▶ **QUOTED TEXT**:
· · · ·
Reading Comma Delimited Files

Posted Tue, Aug 25 2009 12:14 by Deborah Kurata

There may be times that you need to read comma separated value (CSV) files into your application. For example, you obtain output from a legacy system or other application in a comma delimited text file format, and you need to read and use that data in your application.

NOTE: For more information on delimited files, see this link.

.NET provides several techniques for reading text files. This post focuses on how to read a comma delimited text file into a DataTable.

You may find it very useful to read your text file into a DataTable, whether or not you plan to use a database. Reading a text file into a DataTable not only saves you a significant amount of string manipulation coding, it also makes it easy to access the imported data from within your application.

For example, you can use binding to bind the resulting DataTable to a grid or other controls. You can use Linq to DataTables like in this example to manipulate the resulting data. All of the features of the DataTable are then available to you.

BIG NOTE: Many developers have ignored this technique because one look at the code and the developer assumed it is somehow associated with a database, it is NOT. This is referring to in-memory DataTable objects.

For this example, the text file appears as follows:

CustomerId, LastName, FirstName, LastUpdateDate
1,  Baggins, Bilbo, 20090811 
2,  Baggins, Frodo, 20090801 
3,  Gamgee,  Samwise, 20090820 
4,  Cotton,  Rosie, 20090821

Notice several things about this file:

  1. It is a comma separated value (CSV) file.
  2. The first line provides the column names. This is optional.

You can read this text file into a DataTable using OleDb as follows.

In C#:

string fileName = "testCSV.txt";
string dirName = Path.GetDirectoryName(Application.ExecutablePath);
DataTable dt;

using (OleDbConnection cn =
    new OleDbConnection(@"Provider=Microsoft.Jet.OleDb.4.0;" +
            "Data Source=" + dirName + ";" +
            "Extended Properties=\"Text;HDR=Yes;FMT=Delimited\""))
{
    // Open the connection
    cn.Open();

    // Set up the adapter
    using (OleDbDataAdapter adapter =
        new OleDbDataAdapter("SELECT * FROM " + fileName, cn))
    {
        dt = new DataTable("Customer");
        adapter.Fill(dt);
    }
}

In VB:

Dim fileName As String = "testCSV.txt"
Dim dirName As String = _
            Path.GetDirectoryName(Application.ExecutablePath)
Dim dt As DataTable

Using cn As New OleDbConnection("Provider=Microsoft.Jet.OleDb.4.0;" & _
            "Data Source=" & dirName & ";" & _
            "Extended Properties=""Text;HDR=Yes;FMT=Delimited""")
    ' Open the connection
    cn.Open()

    ' Set up the adapter
    Using adapter As New OleDbDataAdapter( _
            "SELECT * FROM " & fileName, cn)
        dt = New DataTable("Customer")
        adapter.Fill(dt)
    End Using
End Using

This code starts by declaring variables to hold the text file name, directory containing the file and the resulting DataTable.

This technique only works with a standard set of file name extensions (see the NOTE at the end of this post). The file can reside in any directory. In this example, the file resides in the same directory where the application is executed. But this is not a requirement.
· · · ·
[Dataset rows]

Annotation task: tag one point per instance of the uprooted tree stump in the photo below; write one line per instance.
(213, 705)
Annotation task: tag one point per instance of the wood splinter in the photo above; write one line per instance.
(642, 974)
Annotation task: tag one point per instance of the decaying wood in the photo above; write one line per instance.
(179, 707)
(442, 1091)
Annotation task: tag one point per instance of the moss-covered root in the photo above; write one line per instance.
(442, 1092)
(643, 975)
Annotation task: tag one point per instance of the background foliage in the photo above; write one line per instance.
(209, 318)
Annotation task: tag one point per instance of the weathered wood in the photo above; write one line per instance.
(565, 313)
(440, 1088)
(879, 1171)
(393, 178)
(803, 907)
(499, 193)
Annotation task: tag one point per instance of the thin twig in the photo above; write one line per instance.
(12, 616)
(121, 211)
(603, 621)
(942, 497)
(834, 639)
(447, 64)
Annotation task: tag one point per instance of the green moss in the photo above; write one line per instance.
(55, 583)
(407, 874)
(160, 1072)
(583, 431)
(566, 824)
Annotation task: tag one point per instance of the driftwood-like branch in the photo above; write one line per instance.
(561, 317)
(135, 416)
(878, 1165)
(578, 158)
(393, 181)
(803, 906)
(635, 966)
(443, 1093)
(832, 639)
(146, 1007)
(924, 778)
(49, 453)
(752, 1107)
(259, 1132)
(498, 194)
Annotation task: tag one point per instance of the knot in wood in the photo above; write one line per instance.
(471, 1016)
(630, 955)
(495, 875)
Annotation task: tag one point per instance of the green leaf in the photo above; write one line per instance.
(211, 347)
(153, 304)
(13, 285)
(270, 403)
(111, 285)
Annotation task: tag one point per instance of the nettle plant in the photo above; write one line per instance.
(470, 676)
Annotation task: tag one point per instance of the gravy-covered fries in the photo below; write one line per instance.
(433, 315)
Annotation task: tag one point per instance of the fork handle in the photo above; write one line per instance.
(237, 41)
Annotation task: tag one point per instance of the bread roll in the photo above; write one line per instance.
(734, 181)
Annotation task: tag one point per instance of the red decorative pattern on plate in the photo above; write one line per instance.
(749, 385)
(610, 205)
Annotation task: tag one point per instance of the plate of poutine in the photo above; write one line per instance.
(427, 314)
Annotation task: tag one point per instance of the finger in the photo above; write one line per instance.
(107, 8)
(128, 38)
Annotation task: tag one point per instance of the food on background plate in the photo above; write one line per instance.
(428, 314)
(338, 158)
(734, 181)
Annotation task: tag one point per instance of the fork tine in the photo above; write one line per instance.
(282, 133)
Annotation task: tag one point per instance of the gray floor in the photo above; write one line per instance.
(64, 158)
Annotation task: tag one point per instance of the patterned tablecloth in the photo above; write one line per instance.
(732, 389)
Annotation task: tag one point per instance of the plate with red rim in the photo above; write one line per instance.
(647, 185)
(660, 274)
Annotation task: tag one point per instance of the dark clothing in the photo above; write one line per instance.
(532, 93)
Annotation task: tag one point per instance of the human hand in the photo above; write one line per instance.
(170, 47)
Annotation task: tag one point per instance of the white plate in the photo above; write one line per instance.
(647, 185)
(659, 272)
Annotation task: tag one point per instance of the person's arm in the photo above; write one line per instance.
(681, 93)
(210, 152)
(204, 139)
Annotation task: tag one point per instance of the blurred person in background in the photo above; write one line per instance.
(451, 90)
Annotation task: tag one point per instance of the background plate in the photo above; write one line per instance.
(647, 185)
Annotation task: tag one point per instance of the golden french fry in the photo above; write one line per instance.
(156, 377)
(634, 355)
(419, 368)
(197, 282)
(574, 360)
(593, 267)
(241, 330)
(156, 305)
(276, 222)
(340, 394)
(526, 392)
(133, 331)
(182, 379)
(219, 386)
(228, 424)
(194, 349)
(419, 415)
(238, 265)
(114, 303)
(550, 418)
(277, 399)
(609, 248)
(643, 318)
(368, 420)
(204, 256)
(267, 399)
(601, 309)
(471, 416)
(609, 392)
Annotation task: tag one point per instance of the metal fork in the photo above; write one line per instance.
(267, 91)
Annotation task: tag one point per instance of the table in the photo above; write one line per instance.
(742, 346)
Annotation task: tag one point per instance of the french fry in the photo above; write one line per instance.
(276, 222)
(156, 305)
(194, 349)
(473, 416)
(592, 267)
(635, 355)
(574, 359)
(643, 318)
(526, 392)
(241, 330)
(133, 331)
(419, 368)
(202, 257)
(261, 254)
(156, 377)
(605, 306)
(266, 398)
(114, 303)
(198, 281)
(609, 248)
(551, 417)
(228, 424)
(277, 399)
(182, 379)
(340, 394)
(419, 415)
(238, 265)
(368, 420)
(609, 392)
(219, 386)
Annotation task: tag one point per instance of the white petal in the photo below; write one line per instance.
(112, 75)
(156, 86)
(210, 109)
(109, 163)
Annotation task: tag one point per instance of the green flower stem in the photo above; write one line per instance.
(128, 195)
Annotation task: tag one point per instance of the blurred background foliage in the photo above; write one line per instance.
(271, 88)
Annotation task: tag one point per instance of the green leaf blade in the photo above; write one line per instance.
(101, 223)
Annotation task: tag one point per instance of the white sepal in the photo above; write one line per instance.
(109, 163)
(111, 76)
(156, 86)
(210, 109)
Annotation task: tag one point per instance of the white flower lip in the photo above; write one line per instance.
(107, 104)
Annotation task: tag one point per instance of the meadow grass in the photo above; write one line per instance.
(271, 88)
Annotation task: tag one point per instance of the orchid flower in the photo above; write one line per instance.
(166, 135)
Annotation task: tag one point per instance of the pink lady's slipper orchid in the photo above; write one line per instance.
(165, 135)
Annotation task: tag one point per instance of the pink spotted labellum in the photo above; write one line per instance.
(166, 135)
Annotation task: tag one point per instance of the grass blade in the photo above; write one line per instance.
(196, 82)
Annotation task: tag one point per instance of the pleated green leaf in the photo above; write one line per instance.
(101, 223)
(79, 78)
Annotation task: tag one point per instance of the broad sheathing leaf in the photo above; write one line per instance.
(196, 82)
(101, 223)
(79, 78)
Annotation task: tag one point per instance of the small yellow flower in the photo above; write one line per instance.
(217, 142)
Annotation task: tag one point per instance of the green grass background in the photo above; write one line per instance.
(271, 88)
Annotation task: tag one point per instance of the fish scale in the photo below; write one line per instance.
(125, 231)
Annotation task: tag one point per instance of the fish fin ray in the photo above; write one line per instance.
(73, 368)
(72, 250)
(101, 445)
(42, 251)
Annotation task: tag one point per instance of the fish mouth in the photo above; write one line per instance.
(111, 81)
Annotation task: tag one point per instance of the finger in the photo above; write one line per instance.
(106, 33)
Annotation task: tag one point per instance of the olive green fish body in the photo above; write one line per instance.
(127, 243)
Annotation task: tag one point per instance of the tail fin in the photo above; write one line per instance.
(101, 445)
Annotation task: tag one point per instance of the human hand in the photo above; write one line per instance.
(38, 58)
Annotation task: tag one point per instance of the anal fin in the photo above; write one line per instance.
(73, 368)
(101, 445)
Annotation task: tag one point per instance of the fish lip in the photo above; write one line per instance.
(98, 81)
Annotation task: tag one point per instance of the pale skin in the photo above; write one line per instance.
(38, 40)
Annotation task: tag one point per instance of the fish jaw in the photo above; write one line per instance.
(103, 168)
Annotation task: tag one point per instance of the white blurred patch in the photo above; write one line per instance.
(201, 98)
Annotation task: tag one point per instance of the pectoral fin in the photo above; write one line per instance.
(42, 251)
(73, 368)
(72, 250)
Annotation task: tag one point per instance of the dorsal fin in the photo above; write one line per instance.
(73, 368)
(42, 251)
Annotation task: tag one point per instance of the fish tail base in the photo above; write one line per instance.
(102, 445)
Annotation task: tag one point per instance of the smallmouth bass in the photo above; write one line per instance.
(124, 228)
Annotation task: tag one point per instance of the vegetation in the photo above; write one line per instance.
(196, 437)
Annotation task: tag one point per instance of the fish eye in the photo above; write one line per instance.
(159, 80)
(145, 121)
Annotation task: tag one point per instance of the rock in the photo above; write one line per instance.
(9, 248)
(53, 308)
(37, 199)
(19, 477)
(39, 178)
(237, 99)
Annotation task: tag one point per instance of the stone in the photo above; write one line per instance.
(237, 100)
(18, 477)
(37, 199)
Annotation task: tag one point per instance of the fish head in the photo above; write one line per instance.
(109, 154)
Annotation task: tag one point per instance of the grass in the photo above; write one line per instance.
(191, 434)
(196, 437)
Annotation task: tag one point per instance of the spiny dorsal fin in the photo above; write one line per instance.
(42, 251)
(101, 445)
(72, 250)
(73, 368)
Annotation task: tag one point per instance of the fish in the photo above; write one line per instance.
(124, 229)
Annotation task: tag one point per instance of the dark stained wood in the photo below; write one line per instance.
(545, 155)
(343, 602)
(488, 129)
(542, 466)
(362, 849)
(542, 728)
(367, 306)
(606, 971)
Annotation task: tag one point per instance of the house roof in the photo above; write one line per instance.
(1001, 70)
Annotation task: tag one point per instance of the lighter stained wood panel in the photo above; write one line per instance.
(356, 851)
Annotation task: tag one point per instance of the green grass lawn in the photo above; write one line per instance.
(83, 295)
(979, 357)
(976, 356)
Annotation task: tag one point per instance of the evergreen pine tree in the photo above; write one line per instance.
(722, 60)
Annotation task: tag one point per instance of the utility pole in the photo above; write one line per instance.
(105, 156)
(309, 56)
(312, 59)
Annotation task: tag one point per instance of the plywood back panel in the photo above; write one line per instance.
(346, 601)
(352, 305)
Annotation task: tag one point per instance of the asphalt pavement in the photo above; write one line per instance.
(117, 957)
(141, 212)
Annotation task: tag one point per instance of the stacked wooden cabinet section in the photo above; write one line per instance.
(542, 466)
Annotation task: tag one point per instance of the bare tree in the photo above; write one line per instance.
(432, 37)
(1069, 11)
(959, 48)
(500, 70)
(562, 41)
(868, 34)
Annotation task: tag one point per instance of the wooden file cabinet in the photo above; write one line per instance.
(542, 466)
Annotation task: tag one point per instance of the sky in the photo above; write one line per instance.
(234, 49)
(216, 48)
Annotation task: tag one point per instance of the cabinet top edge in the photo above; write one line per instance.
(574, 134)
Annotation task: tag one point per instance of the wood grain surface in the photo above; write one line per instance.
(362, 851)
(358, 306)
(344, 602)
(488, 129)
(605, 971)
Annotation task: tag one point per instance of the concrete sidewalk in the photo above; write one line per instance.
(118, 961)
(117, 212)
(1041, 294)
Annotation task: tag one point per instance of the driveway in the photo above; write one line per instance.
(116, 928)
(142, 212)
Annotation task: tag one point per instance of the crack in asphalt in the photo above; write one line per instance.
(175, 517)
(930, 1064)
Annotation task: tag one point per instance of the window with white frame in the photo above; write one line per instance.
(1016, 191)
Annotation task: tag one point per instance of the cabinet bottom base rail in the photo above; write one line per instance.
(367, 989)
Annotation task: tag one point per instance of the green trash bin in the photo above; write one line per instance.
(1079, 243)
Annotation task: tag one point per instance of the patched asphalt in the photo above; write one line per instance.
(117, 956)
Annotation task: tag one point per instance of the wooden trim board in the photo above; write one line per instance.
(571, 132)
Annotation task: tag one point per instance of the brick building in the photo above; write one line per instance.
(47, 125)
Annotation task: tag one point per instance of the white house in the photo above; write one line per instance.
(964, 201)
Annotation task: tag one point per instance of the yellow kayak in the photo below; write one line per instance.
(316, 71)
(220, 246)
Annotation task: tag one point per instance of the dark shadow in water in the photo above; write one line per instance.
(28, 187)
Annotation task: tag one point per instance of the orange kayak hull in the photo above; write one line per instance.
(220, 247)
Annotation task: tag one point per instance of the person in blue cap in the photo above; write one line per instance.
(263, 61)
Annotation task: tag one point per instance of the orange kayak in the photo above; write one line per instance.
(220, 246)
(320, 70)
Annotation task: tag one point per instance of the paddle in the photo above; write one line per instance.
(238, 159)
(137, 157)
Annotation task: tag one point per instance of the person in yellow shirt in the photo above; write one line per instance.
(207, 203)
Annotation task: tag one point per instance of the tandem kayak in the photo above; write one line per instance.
· · · ·
▶ **BRIEF**: Write the next part of the blog post about reading comma delimited files into a DataTable, starting right after its final sentence.

▶ **OUTPUT**:
The first using statement in the example code sets up the connection to the directory. It sets the Provider property to use the Microsoft.Jet.OleDb provider. The Data Source property defines the directory containing the text file. The Extended Properties define that the file will be Text ("Text"), it has a header (HDR=Yes), and it is in a delimited file format (FRM=Delimited). The Extended Properties must be within quotes, so double-quotes (VB) or slash quote (C#) are used to escape the included quotes.

The code then opens the connection, thereby opening the file. Since this code is in a using statement, the file is automatically closed at the end of the using block.

The second using statement sets of the DataAdapter by defining a Select statement and the open connection. The Select statement selects all of the information from a specific file as defined by the fileName variable.

The code then creates the DataTable, giving the table a name. In this example, the table name is "Customer".

Finally, it uses the Fill method of the TableAdapter to read the data from the text file into the DataTable.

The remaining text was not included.